### What the task requires:
Return only the line that contains "of the nose" and each line after it, through the last line of the data below, copied exactly.
===============
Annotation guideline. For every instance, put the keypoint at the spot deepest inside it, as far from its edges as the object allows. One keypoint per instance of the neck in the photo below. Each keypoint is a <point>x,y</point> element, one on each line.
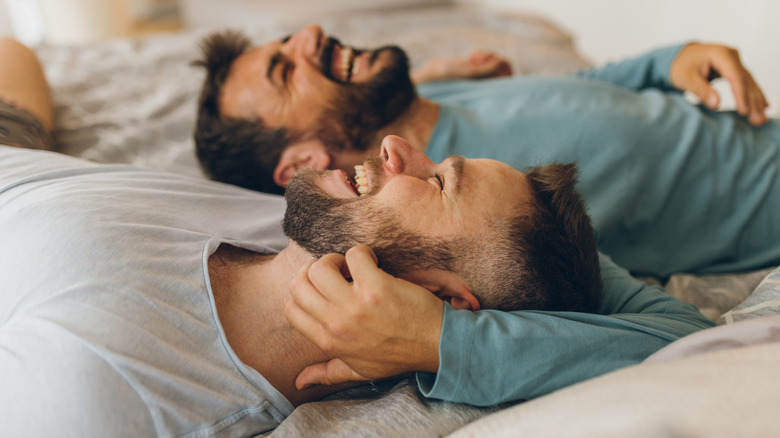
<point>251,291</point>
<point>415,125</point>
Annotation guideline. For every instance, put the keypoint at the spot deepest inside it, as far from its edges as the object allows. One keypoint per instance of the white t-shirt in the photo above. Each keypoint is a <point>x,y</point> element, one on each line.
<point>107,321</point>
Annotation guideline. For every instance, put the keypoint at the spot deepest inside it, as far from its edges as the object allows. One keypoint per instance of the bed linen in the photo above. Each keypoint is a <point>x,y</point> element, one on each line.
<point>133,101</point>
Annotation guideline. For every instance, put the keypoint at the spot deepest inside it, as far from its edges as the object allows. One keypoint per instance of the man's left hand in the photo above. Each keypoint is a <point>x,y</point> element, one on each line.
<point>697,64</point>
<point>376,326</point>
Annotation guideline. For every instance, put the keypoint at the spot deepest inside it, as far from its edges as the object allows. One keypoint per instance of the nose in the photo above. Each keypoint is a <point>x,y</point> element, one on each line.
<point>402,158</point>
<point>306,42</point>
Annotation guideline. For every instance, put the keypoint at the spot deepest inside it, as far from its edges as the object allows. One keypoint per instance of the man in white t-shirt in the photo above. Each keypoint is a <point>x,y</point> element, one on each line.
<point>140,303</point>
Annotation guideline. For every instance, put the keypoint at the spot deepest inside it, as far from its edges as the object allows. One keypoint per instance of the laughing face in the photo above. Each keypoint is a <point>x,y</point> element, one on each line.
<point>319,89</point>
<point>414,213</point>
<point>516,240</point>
===============
### Answer space:
Annotation guideline. For every instance, put the keypoint at the spot deepest inside it, as far from its edges as the object allows. One keypoint per instance of the nose in the photo above. Each keypoint is a <point>x,y</point> element, one on each line.
<point>402,158</point>
<point>306,42</point>
Annotation guideline. For every instance, put the keypoint at the spot deepest inside it, as far from its edges as the object allows. One keypoint per instance of the man in white t-shirt in the photo above. Each keypoint is a <point>x,y</point> element, one on each line.
<point>140,303</point>
Annotation guideline. For every instance, put the keypoint at the spot deepest inside it, as far from its edges as the object allows. One keypoint per instance of the laughing face in the photo above. Each keypoint is a <point>x,y</point> element, one on each line.
<point>319,89</point>
<point>414,213</point>
<point>516,240</point>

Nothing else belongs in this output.